Directions —
Extract, without any alteration, everything from the line containing "Teacher note to the class: pick out the car headlight" down to the final line of the block of data below, including both of those lines.

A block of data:
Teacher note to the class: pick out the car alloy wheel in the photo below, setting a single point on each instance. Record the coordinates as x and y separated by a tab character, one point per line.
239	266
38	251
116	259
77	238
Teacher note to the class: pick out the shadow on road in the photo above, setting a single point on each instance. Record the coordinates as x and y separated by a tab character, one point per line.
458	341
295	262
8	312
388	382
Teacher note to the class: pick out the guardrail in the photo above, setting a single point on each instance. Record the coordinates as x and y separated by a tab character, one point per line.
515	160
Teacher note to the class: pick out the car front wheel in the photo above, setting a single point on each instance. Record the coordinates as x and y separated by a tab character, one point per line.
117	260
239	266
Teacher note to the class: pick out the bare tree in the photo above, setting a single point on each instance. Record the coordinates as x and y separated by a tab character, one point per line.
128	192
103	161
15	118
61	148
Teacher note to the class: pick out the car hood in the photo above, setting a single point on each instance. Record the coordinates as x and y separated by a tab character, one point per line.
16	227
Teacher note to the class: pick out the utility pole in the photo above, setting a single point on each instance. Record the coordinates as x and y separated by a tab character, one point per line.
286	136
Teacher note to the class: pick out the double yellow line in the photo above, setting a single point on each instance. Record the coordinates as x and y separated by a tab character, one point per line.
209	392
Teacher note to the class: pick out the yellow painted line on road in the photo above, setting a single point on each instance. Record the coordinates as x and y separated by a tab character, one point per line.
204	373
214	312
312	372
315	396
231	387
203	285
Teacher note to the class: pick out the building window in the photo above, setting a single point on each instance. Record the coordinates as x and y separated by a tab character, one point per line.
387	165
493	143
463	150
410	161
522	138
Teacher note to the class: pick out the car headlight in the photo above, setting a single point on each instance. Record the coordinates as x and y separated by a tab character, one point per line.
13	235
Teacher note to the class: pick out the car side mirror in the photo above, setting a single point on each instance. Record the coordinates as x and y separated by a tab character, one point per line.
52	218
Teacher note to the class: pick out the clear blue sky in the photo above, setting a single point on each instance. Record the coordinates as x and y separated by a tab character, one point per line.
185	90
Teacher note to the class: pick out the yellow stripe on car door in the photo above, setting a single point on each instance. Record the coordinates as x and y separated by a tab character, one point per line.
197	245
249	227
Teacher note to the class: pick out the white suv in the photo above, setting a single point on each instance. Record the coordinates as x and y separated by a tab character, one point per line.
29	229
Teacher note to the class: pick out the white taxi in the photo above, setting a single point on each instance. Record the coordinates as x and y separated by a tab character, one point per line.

Response to this task —
Teacher note to the class: pick out the car headlight in the photo above, setting a single point on each instance. Record the coordinates as x and y separated by a tab character, one point per line.
13	235
Teacher note to the class: pick out the car side mirror in the photo above, setting a single point on each instance. Record the coordinates as x and y separated by a tab character, one point per line.
52	218
Teacher note to the class: pick out the clear blue sky in the photo above, setting a single point on each instance. Record the coordinates as x and y separated by a tab character, one point per line.
185	90
Teacher note to the class: pick out the yellow stripe on car door in the photo above, setting a single point on each instance. Record the coordinates as x and y separated by a tab character, one point per line.
197	245
249	227
Teacher note to the class: pick out the white suv in the photo above, setting a single point on each instance. Record the coordinates as x and y separated by a tab character, one point per line.
29	229
Teacher note to the class: pick out the white taxi in the photo above, setting a single point on each instance. Record the coordinates as x and y separated by a tab character, one point per line.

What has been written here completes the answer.